■ **TEXT PROVIDED**:
::::

The two BWH centers, as part of the NIH Roadmap for Medical Research, include the National Alliance for Medical Image Computing, led by Ron Kikinis, MD, and the Informatics for Integrating Biology and the Bedside, led by Zak Kohane, MD, PhD and John Glaser, Partners chief information officer. Kikinis will lead his designated center as a multi-institutional effort to develop software programs that integrate analysis and imaging data from a variety of sources, including MRI scans, to better understand a broad range of human diseases. Kohane and Glaser will work to develop computational tools that enable clinical researchers to capitalize on the gains of the genomic revolution to understand the basic biology of diseases such as diabetes, neurological disorders and high blood pressure.
“These centers and projects will have a very significant impact on the form of our systems and the systems of organizations across the globe,” said Glaser. “The lessons learned from this research will change our understanding of the most effective ways to design and implement clinical information systems.”
In addition, BWH also received three other NIH grants, collectively totaling over $4 million. The focus of these grants will be a statewide implementation of electronic health records, improving safety and quality with outpatient order entry, and evaluating smart forms and quality dashboards in an electronic health record.
“Our investigators, faced stiff competition for these grants and the quality of our proposals, and the promise of our work is very clear,” Glaser added.

::::

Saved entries
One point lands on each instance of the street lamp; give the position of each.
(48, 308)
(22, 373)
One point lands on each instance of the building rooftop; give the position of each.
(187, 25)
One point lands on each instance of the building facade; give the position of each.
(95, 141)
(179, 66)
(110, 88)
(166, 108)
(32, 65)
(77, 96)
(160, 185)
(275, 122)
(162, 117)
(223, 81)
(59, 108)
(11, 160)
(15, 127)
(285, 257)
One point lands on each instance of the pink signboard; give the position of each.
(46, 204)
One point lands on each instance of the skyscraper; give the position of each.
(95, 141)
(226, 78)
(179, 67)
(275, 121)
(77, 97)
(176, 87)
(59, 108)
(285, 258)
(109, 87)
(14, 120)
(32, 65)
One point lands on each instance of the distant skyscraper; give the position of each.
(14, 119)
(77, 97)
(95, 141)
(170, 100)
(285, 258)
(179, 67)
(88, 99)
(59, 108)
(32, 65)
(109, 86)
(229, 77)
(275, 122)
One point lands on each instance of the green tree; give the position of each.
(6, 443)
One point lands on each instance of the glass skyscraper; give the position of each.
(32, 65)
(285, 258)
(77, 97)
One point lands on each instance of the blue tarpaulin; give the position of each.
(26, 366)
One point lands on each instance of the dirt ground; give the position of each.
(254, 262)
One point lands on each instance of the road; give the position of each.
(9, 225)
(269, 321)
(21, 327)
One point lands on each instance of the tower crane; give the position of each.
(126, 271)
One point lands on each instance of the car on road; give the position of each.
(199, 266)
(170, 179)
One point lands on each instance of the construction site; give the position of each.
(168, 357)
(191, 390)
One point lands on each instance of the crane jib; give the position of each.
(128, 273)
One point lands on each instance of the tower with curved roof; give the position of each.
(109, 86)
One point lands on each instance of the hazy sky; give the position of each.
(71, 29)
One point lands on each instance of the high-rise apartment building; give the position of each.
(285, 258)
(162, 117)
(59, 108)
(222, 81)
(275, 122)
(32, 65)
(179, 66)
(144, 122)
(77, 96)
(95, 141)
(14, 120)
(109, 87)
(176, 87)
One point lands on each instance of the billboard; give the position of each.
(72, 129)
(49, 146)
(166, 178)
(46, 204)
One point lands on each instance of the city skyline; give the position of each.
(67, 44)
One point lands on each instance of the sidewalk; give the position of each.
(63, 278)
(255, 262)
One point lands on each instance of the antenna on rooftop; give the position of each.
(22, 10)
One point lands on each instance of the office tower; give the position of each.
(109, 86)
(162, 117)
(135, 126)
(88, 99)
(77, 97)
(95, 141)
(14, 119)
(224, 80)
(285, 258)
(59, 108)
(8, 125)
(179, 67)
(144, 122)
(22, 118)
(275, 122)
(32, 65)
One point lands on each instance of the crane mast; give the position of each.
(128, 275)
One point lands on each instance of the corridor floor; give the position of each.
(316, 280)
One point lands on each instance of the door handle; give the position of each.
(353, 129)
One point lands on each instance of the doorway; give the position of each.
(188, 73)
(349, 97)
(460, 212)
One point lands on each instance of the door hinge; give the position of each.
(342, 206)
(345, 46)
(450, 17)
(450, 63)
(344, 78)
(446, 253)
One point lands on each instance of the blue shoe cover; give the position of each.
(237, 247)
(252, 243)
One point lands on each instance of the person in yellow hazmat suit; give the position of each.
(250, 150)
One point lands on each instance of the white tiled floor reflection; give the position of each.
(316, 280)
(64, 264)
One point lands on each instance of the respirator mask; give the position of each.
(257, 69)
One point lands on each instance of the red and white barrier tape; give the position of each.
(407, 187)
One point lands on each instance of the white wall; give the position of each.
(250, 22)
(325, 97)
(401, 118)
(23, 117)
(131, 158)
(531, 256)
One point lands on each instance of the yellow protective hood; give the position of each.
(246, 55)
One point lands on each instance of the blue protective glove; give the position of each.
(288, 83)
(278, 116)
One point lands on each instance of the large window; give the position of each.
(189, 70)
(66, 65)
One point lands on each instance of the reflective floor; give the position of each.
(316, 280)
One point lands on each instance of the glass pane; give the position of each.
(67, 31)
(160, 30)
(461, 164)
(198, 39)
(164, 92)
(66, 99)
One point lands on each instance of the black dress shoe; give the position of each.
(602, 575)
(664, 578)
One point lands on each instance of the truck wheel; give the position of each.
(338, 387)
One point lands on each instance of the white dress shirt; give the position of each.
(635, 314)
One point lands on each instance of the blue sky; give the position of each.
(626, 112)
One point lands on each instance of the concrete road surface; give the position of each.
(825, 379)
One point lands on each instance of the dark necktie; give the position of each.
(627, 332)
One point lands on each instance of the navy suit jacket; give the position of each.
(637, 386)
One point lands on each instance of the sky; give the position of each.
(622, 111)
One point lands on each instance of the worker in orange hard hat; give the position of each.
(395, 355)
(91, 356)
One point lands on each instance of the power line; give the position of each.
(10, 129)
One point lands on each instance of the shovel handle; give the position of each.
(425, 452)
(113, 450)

::::

■ **QUESTIONS TO ANSWER**:
A. Answer these questions from the passage on the BWH centers:
(i) Who leads the National Alliance for Medical Image Computing?
(ii) How many other NIH grants did BWH receive, and what was their combined total?
(iii) What title does the passage give John Glaser?
B. From the passage on the BWH centers, quote the stretch from "In addition, BWH" through "electronic health record.".
C. Recast the paragraph of the passage on the BWH centers that begins "In addition, BWH also received" as a short list, keeping its main facts.
These entries have no connection to the passage on the BWH centers.

■ **EXERCISE RESPONSES**:
A.
(i) Ron Kikinis, MD.
(ii) Three grants, collectively totaling over $4 million.
(iii) Partners chief information officer.

B.
In addition, BWH also received three other NIH grants, collectively totaling over $4 million. The focus of these grants will be a statewide implementation of electronic health records, improving safety and quality with outpatient order entry, and evaluating smart forms and quality dashboards in an electronic health record.

C.
- BWH received three other NIH grants totaling over $4 million.
- Focus 1: statewide implementation of electronic health records.
- Focus 2: improving safety and quality with outpatient order entry.
- Focus 3: evaluating smart forms and quality dashboards in an electronic health record.